Aim of the task: Show every line in the entries below where the word "curb" appears.
>>>
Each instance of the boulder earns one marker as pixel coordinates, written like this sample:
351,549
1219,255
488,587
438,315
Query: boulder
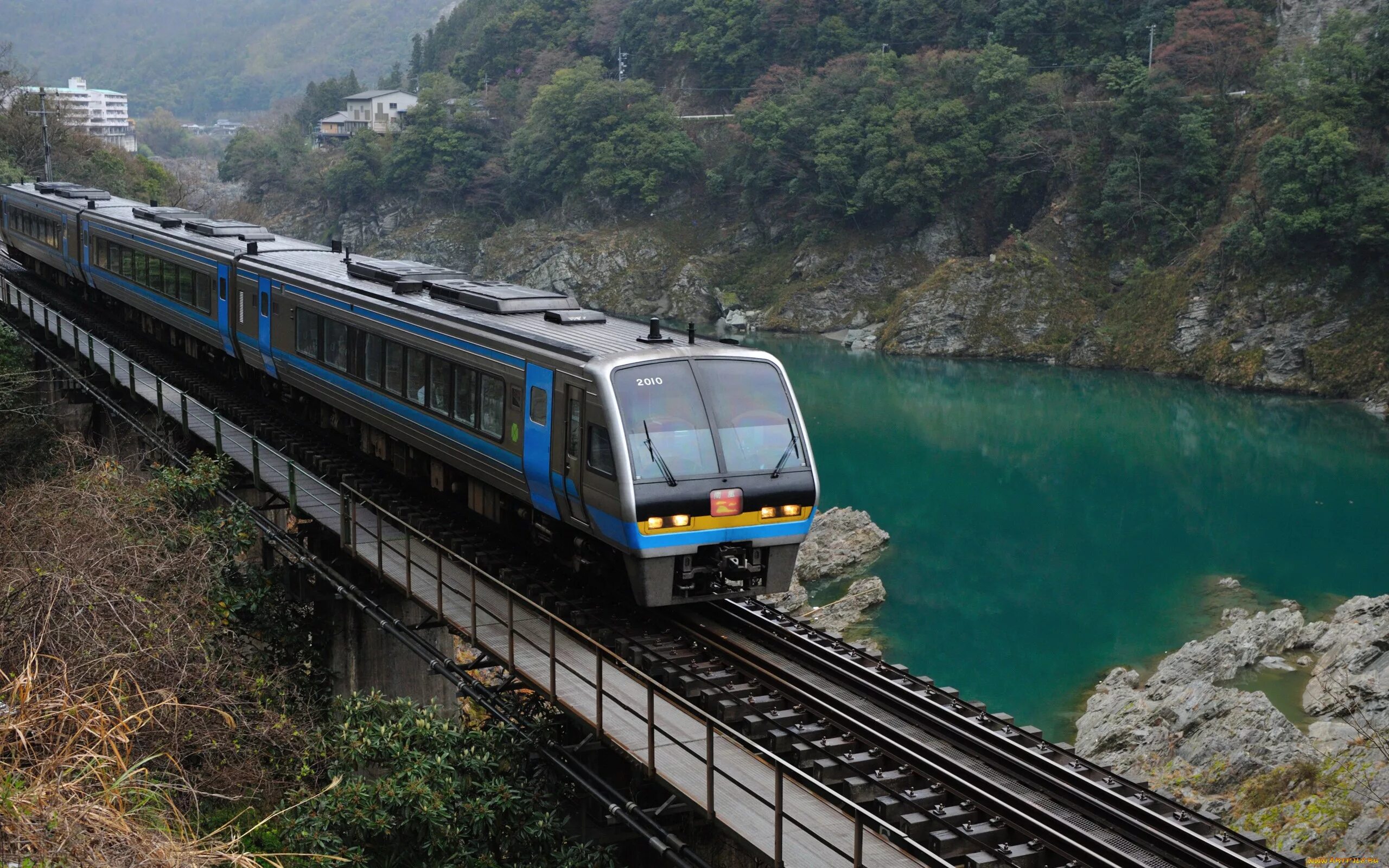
1352,674
841,541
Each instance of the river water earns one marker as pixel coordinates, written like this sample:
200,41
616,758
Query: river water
1049,524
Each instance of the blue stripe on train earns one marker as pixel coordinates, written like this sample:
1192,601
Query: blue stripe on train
628,537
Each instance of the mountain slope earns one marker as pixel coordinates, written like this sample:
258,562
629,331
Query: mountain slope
197,59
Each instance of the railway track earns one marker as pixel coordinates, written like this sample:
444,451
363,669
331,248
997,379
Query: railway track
969,787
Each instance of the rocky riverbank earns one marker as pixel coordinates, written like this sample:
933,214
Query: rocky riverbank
842,545
1320,789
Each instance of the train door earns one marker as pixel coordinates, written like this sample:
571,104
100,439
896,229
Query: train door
535,452
224,311
263,323
569,453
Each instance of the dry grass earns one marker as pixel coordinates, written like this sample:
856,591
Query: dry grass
130,706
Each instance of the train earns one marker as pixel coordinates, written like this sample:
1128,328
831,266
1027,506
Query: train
617,445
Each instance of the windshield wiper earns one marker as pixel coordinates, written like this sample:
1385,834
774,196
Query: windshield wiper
789,448
656,456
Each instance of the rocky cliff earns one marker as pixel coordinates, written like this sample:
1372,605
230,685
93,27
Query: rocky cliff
1315,790
842,544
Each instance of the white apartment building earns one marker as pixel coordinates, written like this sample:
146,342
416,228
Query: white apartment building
100,113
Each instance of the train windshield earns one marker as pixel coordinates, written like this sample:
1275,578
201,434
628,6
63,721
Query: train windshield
664,418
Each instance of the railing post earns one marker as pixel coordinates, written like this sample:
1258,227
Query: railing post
599,691
651,727
342,516
777,820
859,839
439,584
709,767
381,569
512,631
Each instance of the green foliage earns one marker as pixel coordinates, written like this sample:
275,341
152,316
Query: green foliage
163,135
267,160
880,135
417,787
1163,160
1323,188
595,134
442,146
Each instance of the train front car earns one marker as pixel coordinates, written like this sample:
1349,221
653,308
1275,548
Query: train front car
716,475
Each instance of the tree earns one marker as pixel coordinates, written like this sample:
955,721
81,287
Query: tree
1214,48
589,132
163,134
418,787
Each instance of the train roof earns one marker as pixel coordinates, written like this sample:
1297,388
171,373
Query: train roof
542,318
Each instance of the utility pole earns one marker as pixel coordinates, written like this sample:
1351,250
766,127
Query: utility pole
48,149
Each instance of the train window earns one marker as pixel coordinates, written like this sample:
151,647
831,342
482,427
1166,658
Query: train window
601,450
574,431
202,291
395,367
182,284
466,395
371,361
306,334
416,377
494,406
441,381
752,414
335,345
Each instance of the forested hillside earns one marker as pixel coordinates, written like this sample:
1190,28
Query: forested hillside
1006,178
199,59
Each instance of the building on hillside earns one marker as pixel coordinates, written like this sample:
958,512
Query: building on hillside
99,113
375,110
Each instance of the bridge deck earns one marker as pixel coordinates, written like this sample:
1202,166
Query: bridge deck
749,790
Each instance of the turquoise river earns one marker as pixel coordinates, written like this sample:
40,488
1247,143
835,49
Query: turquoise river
1049,524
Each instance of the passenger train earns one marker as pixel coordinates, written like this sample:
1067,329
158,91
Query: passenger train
678,457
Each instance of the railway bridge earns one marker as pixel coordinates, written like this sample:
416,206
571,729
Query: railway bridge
803,749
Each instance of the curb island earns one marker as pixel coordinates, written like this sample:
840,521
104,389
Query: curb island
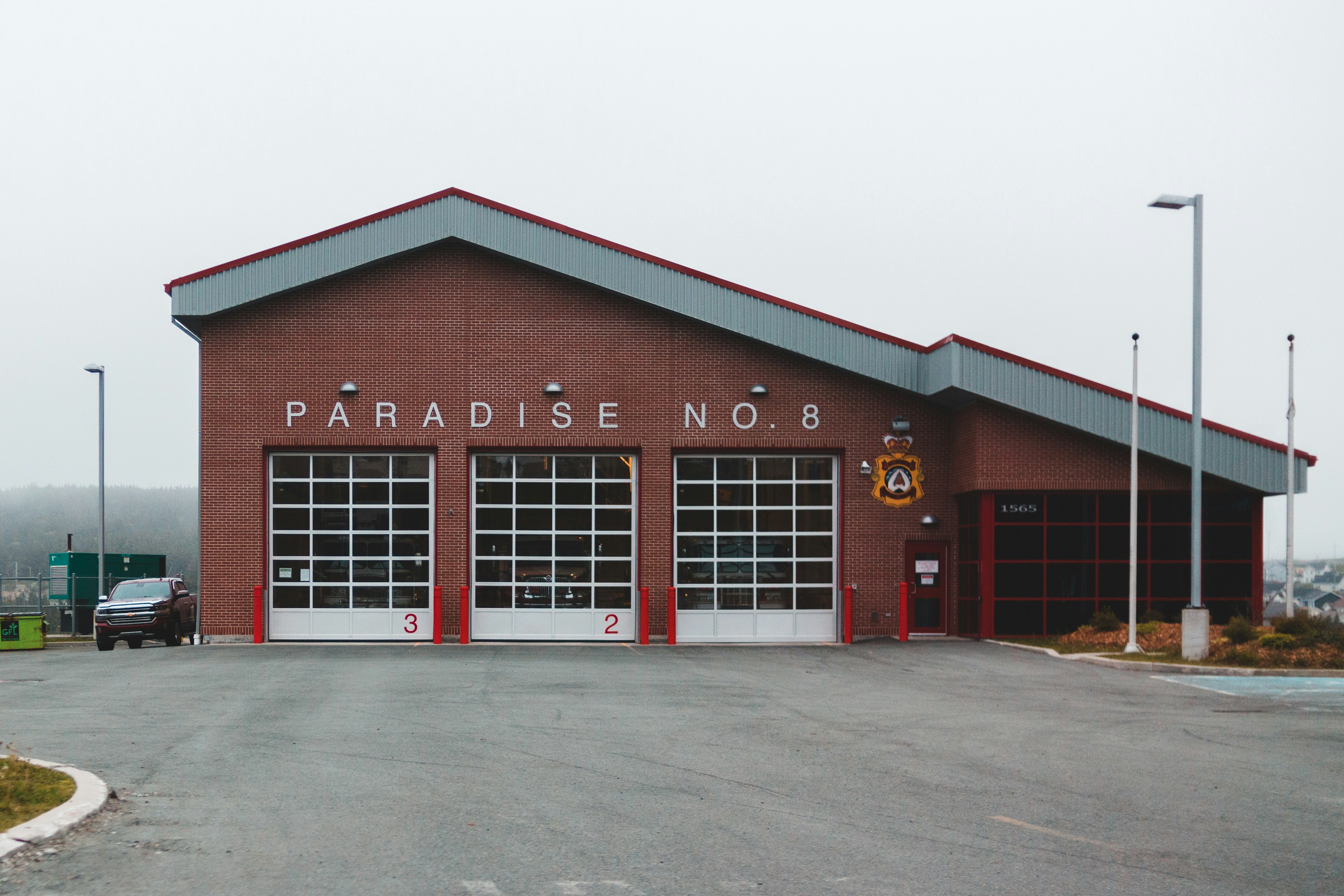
<<<
Completed exercise:
Each instance of the curb island earns one marker as pixel coordinates, written like this sample:
Query: curb island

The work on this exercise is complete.